## EXTRACT PROVIDED
-.-.-

You made me do this, challenge, and i'll never forgive you. Thirteen is an awkward age, you know!

5.07.2010

May 30 Day Challenge - Day 7


Day 7:

A photo that makes me happy.

"Please. No more Flash."


Man's Best Friend.


















Locke-ness Monster.



I really want to get back into animal training. Locke has inspired me. I used to be big into researching it in the past, and when I told my college adviser that I wanted to be a marine mammal trainer he looked at me with a look of bewilderment. Huh? Operant conditioning?

We've taught Locke: Sit, Stay [and to stay and not move when we put his food bowl down until we say it's ok], Go, Shake and we've almost perfected the lay down command. I am thinking of changing his word for that to "Down". I was originally saying "Lay" because we've been saying "Down" when we want him to get off of something. But we should change that to "Off". I think he is more attached to hand signals than the word commands anyway so hopefully that will not throw him off. Matt is very into the training as well, which is nice. We worked with him for awhile before bed last night. I'd like to get him an agility tunnel, but I think they are expensive. It would be nice to do agility with him some day, since he is one of the breeds perfect for the sport, but I'm not sure if I have the patience or competitive drive. However, if I don't, what makes me want to train at all? Agility is just a bit more advanced training. After he finishes his rounds of shots I'd like to get him into a good training class. Hopefully money allows.

My coffee has grown cold.

-.-.-

## EXERCISE GOAL
Continue the blog post about training the dog Locke from the point where it stops.

(Lines of data)

-.-.-

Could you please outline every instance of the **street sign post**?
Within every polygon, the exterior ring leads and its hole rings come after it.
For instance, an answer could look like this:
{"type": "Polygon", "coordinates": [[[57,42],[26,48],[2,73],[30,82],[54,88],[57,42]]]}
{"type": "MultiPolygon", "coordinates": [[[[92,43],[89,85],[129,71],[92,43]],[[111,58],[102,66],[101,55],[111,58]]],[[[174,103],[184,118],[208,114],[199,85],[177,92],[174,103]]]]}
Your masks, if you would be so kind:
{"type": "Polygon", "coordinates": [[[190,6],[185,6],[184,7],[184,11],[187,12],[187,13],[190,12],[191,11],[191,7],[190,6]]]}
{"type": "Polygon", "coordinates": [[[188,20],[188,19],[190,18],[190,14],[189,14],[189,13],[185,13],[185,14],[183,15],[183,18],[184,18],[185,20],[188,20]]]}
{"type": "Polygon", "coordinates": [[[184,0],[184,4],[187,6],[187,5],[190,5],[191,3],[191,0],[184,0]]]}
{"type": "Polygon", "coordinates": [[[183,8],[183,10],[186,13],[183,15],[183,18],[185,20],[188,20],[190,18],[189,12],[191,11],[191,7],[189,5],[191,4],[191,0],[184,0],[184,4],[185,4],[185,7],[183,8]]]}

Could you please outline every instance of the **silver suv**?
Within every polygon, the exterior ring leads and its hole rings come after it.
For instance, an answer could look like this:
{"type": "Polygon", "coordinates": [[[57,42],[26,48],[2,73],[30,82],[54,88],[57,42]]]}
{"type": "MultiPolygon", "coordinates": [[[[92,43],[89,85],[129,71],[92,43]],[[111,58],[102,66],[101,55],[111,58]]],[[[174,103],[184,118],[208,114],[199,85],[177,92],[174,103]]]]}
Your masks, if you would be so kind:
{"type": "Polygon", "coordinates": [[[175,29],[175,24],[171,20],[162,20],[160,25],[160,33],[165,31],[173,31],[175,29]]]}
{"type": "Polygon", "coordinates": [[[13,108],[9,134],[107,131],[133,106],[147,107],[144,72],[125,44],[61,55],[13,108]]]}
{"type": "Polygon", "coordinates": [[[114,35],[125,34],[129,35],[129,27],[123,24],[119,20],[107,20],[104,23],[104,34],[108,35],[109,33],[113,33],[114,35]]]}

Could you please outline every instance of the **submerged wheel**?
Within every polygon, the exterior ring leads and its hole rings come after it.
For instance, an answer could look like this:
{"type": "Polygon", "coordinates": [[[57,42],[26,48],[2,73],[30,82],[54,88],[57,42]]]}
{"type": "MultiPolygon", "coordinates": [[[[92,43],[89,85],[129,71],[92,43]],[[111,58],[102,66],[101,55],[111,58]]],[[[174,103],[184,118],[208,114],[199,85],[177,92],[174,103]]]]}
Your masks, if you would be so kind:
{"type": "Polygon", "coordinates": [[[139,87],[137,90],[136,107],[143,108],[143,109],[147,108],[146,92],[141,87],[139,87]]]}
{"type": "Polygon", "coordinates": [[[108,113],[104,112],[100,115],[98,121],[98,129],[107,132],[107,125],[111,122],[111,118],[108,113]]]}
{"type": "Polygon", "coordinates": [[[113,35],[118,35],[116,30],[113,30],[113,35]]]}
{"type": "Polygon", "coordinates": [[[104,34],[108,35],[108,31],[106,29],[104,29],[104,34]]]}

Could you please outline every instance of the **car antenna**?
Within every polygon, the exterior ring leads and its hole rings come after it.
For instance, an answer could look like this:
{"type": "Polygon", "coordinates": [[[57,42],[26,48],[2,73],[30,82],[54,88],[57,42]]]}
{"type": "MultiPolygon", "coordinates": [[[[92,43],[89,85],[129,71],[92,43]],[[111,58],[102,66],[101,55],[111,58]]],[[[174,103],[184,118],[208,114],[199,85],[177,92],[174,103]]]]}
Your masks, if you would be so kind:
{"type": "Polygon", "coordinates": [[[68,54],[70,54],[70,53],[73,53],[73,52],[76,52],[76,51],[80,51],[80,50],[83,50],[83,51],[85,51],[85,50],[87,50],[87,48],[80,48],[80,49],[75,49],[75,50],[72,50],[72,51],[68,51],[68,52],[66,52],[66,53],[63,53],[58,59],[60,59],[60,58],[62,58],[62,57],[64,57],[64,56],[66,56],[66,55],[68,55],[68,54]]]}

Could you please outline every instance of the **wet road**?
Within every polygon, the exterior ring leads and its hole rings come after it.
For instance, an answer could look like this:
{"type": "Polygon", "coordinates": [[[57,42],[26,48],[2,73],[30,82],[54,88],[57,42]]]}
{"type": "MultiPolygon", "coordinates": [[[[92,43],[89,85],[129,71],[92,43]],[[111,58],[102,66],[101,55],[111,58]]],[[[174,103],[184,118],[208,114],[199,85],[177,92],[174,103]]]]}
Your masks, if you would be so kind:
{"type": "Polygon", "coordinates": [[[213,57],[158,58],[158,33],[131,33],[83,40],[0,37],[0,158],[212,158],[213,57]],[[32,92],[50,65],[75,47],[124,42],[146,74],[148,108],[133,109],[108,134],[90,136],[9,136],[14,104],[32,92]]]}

-.-.-

## EXPECTED OUTPUT
This morning I drove to work in a zoned out dream like state. I had strange dreams all night of familiar faces. Telling a friend exactly how I feel about her pushy behavior and how uncomfortable she makes the people around her. I remember the irritation, the raise of my voice, the feeling of satisfaction. I remember others sitting in the garage, chatting, drinking, until the wee morning hours. Six in the morning as I recall. I remember ex girlfriends (not mine) entering and serving no purpose to progress the dream other than just being present. Maybe that's enough. I'm such a jealous person, and I suppose I've always been, though perhaps not to this degree. I've never been that jealous of the past. At least not more than the present. Maybe since I never have a reason to be jealous in the present I look for something to obsess over. Shrug.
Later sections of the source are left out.